* _MATERIAL PROVIDED_
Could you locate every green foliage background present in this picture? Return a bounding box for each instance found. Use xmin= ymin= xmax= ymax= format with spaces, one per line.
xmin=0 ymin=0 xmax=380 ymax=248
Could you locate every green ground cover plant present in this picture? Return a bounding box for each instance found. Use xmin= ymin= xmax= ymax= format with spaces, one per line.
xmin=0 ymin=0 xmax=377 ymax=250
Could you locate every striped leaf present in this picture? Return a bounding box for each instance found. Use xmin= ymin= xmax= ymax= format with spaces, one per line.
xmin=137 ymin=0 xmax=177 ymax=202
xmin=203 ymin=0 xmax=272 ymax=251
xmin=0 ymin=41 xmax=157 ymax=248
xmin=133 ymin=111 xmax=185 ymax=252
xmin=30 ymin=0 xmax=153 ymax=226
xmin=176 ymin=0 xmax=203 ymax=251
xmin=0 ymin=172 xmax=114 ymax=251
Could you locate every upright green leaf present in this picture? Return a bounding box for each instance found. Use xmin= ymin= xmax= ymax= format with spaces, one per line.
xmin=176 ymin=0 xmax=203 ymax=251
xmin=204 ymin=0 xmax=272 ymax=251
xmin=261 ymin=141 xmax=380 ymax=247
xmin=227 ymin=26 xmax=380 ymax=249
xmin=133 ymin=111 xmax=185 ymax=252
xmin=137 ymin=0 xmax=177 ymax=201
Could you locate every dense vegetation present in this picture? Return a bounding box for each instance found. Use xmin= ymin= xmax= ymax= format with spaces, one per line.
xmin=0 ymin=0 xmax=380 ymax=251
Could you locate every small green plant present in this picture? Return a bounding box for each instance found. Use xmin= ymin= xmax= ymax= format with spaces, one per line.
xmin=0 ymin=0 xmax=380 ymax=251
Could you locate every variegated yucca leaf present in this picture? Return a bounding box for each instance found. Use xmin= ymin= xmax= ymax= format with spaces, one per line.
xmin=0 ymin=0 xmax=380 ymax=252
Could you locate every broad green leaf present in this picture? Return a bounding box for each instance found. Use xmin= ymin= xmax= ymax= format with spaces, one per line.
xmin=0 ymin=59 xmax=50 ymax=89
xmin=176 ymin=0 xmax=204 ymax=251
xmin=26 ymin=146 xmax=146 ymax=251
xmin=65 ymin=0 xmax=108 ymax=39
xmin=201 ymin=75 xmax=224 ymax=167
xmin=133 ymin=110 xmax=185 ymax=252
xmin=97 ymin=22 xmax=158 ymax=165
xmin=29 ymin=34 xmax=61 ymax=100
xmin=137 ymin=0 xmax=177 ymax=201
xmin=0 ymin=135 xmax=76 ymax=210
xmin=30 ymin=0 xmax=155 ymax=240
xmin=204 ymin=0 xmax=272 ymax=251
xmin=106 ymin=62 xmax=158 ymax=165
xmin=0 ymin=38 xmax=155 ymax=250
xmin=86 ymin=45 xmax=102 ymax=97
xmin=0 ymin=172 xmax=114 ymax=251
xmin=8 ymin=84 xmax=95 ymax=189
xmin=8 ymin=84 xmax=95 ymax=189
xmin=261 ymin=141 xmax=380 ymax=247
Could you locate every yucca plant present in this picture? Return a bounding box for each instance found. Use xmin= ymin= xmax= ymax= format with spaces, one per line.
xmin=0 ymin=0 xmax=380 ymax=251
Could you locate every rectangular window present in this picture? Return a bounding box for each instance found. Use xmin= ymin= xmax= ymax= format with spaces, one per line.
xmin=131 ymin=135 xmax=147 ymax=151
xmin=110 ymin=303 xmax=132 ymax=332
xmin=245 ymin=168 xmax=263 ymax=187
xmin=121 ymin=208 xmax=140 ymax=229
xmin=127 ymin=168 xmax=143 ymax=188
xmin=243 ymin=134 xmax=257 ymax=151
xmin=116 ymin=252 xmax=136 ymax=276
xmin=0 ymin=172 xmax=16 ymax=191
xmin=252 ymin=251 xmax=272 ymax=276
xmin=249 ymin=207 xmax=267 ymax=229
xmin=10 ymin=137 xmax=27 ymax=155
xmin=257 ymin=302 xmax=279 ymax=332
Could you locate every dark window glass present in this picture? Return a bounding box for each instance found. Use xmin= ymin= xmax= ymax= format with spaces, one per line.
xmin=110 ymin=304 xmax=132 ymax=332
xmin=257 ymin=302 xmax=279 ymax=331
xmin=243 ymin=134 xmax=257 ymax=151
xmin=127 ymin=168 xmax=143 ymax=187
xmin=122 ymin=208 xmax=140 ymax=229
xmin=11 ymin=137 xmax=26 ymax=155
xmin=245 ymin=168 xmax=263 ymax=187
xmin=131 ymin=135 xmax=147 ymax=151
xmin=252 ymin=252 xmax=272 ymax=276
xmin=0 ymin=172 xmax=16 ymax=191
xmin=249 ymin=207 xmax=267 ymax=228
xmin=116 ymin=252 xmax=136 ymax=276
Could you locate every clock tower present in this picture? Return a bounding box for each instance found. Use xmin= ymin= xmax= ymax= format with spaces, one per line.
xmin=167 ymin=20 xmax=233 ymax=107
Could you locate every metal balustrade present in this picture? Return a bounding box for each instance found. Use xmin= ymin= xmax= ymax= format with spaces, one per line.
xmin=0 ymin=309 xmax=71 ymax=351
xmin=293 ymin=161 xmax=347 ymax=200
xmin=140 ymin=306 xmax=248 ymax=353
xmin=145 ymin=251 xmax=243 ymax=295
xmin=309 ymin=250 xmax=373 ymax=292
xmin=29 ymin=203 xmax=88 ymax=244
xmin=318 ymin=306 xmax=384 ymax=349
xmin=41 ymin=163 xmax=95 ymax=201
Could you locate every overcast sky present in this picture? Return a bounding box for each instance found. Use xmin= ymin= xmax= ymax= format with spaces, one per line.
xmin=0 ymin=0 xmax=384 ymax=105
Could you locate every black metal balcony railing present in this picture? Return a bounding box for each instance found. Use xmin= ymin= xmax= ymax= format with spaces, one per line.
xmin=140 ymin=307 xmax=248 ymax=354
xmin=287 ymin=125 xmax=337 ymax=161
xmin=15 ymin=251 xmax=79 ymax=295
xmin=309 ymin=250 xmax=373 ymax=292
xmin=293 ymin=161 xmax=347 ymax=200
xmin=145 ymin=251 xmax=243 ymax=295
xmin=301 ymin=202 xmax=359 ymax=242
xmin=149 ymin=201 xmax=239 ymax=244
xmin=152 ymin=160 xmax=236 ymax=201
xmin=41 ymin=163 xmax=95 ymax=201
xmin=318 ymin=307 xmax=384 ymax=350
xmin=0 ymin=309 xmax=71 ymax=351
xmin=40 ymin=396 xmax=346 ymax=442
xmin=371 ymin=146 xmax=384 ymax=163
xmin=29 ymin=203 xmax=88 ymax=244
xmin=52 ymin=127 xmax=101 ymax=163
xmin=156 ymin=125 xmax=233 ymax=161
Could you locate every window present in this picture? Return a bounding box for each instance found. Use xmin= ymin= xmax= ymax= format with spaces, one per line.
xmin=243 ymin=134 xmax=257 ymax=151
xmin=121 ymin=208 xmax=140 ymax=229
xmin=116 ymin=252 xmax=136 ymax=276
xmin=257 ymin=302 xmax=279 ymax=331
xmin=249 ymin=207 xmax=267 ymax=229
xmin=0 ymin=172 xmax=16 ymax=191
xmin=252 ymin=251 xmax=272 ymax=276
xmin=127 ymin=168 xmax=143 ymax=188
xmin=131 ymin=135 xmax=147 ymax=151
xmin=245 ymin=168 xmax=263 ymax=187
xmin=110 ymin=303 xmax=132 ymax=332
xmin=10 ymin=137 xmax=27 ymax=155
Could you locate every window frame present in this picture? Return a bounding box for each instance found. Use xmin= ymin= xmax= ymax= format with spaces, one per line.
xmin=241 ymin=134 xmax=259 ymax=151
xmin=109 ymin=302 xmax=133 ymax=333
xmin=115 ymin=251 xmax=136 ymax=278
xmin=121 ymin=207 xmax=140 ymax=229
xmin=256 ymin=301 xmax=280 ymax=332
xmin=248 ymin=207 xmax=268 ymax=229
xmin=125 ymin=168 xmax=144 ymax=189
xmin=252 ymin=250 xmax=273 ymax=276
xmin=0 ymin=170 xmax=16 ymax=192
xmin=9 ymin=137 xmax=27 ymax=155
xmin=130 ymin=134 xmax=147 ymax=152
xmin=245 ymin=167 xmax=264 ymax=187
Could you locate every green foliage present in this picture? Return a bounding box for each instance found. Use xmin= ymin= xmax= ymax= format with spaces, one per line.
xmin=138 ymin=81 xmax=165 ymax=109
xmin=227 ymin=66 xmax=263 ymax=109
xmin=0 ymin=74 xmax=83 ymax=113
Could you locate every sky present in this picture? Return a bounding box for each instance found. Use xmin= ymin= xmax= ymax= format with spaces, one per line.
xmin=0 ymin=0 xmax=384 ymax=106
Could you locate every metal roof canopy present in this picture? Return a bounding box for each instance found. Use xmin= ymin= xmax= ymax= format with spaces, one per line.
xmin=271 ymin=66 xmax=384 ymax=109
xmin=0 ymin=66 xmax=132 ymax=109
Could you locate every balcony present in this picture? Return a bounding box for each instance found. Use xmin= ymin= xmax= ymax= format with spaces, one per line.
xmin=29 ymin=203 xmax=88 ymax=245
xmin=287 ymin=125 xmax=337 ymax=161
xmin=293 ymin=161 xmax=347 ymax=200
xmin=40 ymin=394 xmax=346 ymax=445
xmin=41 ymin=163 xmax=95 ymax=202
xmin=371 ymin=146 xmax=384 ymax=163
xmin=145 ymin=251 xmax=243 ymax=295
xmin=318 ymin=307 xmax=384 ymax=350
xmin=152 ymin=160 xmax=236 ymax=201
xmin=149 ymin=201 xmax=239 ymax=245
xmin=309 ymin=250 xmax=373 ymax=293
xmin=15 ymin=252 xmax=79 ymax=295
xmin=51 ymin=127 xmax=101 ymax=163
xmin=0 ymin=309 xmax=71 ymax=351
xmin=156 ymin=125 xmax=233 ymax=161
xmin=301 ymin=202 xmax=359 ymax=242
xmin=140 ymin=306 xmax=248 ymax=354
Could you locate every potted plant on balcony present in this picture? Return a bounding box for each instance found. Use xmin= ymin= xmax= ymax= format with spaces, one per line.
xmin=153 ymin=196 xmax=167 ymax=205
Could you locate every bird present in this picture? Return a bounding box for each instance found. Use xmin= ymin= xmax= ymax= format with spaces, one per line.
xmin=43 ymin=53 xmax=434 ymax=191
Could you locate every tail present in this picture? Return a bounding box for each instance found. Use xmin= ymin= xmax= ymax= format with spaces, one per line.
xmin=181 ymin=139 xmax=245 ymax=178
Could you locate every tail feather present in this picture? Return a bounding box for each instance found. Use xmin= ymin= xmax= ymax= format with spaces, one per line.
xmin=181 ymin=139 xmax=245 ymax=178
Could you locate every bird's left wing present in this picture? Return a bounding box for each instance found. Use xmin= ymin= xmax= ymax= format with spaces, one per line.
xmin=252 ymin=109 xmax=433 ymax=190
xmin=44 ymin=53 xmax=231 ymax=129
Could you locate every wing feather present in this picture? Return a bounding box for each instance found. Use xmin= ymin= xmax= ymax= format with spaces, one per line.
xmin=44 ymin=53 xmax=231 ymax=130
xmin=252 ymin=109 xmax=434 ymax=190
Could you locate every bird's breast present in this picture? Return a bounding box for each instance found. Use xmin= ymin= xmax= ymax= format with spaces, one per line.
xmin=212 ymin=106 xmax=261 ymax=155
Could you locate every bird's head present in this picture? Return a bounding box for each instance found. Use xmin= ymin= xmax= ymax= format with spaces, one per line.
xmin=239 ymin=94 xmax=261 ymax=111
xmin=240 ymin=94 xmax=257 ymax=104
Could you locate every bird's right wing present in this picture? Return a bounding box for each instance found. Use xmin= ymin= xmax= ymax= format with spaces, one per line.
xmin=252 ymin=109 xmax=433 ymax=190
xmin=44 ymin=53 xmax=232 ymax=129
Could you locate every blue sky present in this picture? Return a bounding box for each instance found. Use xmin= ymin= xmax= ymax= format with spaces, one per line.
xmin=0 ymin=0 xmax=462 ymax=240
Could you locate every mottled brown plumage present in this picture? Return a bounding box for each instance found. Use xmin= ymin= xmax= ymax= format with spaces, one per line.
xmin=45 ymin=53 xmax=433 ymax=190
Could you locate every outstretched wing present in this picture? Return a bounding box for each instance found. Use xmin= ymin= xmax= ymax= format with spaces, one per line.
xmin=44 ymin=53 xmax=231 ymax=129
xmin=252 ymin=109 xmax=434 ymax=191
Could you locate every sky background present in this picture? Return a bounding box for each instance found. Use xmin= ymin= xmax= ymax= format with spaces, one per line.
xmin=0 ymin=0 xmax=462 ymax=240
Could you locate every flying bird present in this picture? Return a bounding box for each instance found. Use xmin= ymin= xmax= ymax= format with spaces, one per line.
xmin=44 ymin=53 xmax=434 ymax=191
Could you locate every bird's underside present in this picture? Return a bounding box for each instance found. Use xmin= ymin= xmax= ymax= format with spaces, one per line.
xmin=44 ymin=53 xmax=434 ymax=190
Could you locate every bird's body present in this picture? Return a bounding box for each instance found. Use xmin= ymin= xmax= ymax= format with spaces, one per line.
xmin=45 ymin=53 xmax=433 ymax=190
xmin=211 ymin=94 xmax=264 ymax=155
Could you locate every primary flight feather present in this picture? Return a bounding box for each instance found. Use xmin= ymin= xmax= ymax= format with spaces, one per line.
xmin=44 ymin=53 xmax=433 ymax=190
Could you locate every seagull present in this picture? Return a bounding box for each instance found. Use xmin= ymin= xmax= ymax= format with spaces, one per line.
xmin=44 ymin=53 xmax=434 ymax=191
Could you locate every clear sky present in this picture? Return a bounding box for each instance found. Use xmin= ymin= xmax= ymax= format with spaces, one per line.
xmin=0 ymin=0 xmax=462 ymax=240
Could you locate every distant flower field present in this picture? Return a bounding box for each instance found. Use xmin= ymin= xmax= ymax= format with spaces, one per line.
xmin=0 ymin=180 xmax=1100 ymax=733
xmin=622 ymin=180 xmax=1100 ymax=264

* _STATED GOAL_
Reproduce the lines of the entries from the line containing "Could you locate every green foliage present" through the line containing "xmin=0 ymin=74 xmax=83 ymax=113", inclusive, renaming "green foliage" to "leafy vegetation" and leaving everything else unchanged.

* _FULL RESPONSE_
Could you locate every leafy vegetation present in this picture? Return a bounding box for each instance found. Use xmin= ymin= xmax= ymax= format with spaces, one per line.
xmin=138 ymin=81 xmax=165 ymax=109
xmin=227 ymin=66 xmax=263 ymax=109
xmin=0 ymin=74 xmax=83 ymax=113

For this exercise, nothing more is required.